Work required: In the entries that follow, which lines hold the string "patterned"? List them.

START Material for the task

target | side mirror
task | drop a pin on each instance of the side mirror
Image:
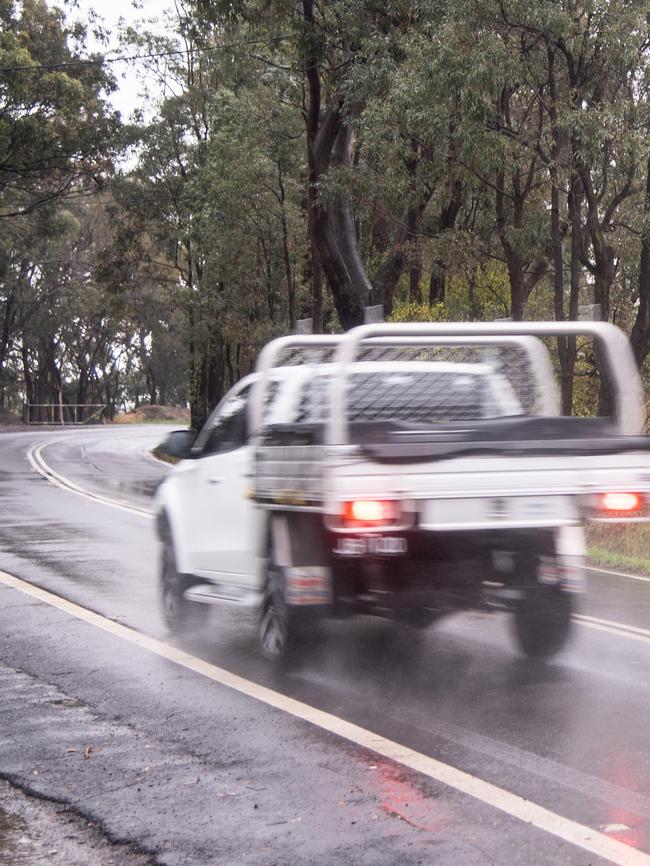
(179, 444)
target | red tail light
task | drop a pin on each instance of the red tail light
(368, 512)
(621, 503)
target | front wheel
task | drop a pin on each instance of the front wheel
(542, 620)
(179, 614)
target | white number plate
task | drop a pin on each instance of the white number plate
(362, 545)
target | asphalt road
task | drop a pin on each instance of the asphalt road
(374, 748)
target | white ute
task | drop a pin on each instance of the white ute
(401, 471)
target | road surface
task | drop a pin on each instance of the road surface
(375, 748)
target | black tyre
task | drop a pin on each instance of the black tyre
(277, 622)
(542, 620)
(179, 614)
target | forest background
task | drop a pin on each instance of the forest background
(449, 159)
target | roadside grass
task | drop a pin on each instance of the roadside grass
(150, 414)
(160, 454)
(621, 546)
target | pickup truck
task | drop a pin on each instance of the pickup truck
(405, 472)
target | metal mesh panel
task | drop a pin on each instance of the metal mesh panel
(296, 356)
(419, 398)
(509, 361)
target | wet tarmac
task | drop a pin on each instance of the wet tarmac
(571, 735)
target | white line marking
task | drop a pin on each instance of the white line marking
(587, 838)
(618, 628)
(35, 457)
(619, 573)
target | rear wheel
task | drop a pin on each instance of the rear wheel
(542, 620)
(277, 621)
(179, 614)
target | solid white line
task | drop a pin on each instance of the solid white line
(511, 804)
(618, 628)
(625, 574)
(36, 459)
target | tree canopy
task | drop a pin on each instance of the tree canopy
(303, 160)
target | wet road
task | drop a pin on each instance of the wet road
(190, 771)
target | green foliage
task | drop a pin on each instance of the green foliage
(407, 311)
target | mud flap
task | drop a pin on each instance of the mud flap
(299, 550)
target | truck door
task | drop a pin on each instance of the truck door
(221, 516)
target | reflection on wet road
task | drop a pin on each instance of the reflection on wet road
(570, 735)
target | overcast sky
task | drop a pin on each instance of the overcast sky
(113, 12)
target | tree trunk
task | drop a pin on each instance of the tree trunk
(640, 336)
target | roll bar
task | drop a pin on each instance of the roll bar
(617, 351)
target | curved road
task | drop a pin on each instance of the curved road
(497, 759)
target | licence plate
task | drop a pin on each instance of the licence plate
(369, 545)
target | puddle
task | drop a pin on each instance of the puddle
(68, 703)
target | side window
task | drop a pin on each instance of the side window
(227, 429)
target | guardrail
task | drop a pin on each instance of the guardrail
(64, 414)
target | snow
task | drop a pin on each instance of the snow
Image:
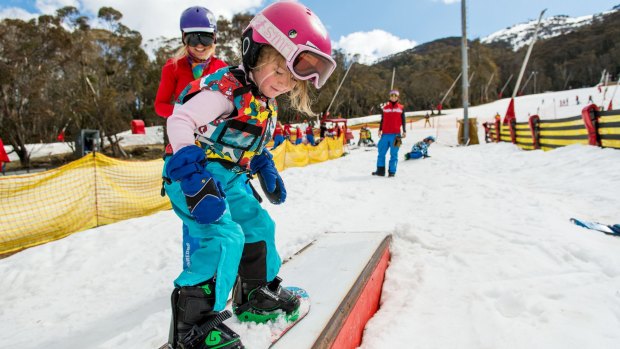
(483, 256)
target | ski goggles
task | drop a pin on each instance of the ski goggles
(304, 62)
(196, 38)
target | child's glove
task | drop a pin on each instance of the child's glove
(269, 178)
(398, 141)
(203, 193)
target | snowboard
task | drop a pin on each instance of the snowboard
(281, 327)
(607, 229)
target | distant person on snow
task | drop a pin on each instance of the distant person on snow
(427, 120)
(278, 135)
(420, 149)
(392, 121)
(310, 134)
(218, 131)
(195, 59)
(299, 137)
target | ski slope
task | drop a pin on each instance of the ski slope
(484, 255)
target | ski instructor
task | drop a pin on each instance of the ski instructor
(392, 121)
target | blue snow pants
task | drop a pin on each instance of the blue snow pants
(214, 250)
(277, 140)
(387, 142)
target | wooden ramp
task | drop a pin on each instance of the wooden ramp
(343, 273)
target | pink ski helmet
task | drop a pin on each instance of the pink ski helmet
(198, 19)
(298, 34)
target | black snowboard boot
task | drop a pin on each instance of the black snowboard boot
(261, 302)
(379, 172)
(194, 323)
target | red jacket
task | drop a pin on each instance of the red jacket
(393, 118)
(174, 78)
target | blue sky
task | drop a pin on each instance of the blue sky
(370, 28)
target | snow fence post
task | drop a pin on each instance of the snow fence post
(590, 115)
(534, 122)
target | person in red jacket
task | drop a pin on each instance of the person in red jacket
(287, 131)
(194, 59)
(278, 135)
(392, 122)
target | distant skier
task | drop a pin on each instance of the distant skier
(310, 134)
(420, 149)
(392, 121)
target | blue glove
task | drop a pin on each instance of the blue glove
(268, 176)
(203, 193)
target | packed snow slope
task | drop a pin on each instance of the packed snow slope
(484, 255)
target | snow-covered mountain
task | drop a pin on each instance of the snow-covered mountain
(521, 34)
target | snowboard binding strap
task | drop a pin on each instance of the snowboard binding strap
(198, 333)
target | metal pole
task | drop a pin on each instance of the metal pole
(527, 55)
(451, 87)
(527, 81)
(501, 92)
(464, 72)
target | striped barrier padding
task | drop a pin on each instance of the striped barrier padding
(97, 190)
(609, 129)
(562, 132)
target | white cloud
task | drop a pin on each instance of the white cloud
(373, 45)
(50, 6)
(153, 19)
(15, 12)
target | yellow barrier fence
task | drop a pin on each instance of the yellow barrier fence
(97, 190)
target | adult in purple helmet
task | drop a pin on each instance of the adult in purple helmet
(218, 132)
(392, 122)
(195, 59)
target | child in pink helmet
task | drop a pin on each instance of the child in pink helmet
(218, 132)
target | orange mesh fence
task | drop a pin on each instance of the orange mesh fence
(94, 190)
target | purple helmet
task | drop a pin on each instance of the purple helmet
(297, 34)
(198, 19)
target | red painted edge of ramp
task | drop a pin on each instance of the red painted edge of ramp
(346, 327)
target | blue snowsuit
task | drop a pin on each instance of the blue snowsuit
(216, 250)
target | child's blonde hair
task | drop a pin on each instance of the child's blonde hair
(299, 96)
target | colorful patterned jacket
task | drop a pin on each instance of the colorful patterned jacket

END Material for the task

Solution:
target | colorful patterned jacket
task | drop a pin on each instance of the colorful patterned jacket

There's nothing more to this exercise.